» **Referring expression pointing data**
<<<<
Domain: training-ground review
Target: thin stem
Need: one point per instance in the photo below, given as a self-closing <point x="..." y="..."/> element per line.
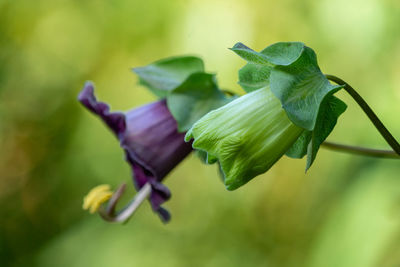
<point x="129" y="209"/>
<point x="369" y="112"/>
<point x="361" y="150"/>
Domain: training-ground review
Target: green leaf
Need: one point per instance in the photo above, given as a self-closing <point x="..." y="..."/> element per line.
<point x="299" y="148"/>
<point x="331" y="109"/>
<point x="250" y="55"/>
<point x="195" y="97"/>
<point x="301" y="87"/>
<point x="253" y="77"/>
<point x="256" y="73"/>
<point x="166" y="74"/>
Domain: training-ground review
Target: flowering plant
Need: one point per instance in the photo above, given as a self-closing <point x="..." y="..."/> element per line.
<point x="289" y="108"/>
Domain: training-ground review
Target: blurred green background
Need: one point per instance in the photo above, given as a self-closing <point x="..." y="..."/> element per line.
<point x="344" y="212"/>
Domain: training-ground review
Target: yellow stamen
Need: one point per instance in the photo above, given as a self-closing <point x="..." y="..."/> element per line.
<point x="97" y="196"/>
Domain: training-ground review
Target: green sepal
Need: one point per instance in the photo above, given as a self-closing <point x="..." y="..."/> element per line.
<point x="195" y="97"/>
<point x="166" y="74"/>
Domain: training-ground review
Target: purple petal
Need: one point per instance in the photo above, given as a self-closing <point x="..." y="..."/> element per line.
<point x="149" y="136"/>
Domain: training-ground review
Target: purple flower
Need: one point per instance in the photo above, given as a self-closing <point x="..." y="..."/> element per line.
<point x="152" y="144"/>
>>>>
<<<<
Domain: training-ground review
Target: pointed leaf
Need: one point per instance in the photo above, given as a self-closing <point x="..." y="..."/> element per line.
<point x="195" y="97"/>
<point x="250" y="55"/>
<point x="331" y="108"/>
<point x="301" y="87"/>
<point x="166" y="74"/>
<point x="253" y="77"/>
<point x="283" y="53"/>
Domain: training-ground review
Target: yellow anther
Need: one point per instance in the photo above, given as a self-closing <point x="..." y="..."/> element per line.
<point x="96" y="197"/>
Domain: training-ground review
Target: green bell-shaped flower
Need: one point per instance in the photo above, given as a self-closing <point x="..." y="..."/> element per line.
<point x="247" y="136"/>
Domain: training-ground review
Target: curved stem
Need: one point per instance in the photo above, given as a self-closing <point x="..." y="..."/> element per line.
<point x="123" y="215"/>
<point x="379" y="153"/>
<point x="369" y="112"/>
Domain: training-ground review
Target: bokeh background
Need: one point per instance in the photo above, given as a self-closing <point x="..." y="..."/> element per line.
>>>>
<<<<
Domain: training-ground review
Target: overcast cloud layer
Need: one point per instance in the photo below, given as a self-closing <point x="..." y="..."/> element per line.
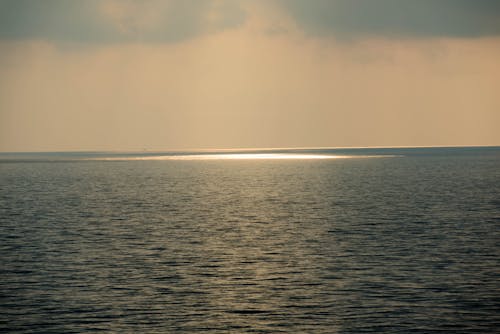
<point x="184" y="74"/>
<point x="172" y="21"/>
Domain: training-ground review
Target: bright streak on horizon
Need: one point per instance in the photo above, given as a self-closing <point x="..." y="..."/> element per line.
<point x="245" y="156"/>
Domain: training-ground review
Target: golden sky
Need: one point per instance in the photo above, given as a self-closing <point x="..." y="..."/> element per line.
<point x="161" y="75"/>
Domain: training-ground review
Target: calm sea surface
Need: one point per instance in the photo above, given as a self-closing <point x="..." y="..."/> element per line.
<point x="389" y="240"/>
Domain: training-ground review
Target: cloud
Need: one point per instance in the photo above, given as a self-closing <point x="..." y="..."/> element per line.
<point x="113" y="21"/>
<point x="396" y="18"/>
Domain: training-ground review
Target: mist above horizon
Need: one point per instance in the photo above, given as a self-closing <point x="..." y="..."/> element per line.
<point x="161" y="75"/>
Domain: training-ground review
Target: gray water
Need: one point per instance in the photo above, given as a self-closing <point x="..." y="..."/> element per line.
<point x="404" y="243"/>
>>>>
» **What the task asks**
Go through the entries and filter for lines holding the word "purple"; copy each match.

» **Exercise response**
Target: purple petal
Target: purple flower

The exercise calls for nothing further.